Copy the lines from the one containing "Where can the woman's eye" through the one containing "point(211, 108)", swapping "white wall" for "cream wall" and changing nothing else.
○ ○ ○ ○
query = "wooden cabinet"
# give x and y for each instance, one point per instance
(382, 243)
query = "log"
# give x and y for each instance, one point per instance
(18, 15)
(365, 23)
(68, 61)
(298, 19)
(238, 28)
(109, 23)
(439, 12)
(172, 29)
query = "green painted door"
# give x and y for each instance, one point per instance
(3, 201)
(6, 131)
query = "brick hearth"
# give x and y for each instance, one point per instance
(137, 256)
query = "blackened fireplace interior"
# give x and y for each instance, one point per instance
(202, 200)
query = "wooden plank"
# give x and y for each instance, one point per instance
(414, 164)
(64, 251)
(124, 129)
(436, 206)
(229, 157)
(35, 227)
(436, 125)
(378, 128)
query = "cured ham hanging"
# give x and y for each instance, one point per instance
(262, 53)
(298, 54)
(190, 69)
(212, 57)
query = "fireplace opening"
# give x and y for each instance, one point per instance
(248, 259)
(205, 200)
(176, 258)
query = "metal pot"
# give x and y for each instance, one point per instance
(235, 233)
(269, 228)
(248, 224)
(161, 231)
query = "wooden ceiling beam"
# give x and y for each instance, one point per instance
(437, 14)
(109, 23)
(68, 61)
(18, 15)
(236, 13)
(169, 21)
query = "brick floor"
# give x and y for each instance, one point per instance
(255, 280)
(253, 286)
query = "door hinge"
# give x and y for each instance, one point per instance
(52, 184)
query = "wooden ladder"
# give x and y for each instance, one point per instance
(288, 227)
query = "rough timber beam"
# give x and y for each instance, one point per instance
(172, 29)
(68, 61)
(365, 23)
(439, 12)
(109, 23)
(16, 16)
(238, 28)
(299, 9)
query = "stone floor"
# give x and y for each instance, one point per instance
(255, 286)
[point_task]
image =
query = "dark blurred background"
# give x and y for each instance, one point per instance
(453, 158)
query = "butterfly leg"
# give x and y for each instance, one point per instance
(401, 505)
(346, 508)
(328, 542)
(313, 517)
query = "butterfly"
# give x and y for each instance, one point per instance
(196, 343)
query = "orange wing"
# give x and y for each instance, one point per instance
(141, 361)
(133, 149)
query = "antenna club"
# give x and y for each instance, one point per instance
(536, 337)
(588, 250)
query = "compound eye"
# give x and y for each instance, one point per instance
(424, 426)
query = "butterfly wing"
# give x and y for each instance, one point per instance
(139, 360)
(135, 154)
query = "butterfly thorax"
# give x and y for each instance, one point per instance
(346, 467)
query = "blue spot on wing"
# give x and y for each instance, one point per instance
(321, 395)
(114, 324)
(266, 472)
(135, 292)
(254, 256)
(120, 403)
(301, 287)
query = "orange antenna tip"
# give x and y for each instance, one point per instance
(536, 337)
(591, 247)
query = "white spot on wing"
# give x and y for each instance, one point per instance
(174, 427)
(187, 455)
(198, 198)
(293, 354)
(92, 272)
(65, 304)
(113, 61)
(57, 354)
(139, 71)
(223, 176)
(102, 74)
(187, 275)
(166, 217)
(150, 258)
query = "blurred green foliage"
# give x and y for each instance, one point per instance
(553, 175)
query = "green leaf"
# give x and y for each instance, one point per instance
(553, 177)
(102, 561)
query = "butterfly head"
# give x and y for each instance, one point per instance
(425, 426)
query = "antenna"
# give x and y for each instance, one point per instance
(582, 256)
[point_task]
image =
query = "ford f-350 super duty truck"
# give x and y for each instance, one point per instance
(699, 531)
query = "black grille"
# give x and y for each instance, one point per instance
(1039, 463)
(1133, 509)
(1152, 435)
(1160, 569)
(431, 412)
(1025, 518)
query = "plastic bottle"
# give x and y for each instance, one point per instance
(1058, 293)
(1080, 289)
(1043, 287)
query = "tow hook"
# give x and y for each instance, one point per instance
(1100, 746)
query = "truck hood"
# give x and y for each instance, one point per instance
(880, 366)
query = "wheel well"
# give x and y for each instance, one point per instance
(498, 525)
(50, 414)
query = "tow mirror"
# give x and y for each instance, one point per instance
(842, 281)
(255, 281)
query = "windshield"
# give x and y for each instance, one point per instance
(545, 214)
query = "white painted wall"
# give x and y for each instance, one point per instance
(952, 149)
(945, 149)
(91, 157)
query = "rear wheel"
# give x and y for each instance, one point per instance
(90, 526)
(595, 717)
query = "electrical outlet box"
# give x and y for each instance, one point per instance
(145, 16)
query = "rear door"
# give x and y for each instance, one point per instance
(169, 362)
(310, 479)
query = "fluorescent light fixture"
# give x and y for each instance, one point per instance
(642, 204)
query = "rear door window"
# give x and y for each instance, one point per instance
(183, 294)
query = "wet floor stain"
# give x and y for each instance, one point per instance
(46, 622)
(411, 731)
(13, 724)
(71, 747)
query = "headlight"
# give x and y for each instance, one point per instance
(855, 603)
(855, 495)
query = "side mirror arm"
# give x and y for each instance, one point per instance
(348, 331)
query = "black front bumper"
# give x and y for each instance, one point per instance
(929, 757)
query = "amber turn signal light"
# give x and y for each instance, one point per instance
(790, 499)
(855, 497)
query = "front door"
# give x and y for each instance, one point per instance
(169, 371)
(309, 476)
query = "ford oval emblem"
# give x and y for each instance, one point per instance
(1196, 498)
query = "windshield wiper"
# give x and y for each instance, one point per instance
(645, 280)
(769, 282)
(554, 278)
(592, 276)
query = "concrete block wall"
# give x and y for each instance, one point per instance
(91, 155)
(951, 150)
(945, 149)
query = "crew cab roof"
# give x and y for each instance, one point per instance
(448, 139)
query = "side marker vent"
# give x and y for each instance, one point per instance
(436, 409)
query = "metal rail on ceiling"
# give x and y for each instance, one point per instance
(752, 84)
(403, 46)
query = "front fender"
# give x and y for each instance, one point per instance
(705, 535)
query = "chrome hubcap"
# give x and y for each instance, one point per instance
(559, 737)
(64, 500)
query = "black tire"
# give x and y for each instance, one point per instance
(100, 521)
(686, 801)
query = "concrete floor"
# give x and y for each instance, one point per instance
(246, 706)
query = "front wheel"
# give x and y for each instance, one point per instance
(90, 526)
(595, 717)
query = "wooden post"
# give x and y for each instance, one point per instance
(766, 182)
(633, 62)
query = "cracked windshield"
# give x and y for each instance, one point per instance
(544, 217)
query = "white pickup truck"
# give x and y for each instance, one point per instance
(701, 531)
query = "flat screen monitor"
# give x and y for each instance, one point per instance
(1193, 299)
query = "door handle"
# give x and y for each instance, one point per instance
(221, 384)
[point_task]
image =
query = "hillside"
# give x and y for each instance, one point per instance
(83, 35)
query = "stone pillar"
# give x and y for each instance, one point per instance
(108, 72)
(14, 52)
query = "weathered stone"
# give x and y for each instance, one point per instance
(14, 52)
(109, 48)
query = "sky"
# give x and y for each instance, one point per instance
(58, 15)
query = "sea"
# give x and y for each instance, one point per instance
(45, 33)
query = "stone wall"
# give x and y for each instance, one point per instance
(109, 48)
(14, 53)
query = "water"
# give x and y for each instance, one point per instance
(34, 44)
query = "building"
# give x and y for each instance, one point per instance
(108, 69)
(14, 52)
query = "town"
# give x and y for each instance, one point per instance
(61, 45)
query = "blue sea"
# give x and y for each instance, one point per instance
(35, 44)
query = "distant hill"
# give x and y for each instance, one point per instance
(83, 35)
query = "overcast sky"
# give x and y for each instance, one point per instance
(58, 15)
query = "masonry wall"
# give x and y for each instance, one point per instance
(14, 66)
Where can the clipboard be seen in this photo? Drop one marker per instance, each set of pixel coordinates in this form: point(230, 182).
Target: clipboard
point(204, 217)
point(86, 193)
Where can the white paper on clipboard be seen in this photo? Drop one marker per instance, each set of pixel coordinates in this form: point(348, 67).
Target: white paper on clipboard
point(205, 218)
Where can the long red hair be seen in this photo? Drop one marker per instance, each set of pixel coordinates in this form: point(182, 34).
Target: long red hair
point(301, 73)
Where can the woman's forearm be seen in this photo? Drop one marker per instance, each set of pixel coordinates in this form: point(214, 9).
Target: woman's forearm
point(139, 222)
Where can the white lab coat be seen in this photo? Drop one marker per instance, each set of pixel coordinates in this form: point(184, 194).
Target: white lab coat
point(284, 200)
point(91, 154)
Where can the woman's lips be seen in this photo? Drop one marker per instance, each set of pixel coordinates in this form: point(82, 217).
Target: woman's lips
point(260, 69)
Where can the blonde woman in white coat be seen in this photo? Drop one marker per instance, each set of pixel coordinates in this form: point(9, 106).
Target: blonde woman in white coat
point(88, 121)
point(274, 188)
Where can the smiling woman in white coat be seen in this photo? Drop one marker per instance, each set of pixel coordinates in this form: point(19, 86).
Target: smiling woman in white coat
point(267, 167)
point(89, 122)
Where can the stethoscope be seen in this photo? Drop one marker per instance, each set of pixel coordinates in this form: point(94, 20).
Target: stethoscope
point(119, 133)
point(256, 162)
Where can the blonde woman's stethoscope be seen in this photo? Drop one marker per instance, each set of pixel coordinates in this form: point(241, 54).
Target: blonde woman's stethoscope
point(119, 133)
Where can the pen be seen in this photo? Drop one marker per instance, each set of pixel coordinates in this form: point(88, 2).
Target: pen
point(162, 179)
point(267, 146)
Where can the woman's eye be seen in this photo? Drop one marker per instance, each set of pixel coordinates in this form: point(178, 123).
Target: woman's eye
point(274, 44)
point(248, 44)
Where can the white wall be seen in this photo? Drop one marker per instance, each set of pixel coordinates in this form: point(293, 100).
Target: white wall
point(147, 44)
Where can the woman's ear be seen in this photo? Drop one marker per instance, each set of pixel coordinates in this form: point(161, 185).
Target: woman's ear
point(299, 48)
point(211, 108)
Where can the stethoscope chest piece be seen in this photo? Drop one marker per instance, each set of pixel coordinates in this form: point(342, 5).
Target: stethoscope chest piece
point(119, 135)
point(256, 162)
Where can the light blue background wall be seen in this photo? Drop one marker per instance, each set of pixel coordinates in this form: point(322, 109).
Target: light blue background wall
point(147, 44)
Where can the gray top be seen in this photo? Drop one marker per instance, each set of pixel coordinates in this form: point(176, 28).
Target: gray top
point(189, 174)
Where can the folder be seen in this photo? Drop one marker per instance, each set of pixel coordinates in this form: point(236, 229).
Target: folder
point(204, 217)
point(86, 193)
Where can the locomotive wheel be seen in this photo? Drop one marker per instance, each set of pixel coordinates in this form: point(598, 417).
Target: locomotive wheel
○ ○ ○ ○
- _EXERCISE RESULT_:
Where can the woman's eye be seen in this photo? Drop one marker per instance, each set of pixel coordinates in this form: point(178, 123).
Target: woman's eye
point(274, 44)
point(248, 44)
Where can the cream wall be seen in this photo? Drop one marker per instance, each set of pixel coordinates in this form: point(293, 100).
Target: cream wall
point(147, 44)
Where can the woman's ear be seen in this photo? Drop one marker per instance, each set of pixel coordinates in this form: point(161, 185).
Target: woman's ear
point(299, 48)
point(211, 108)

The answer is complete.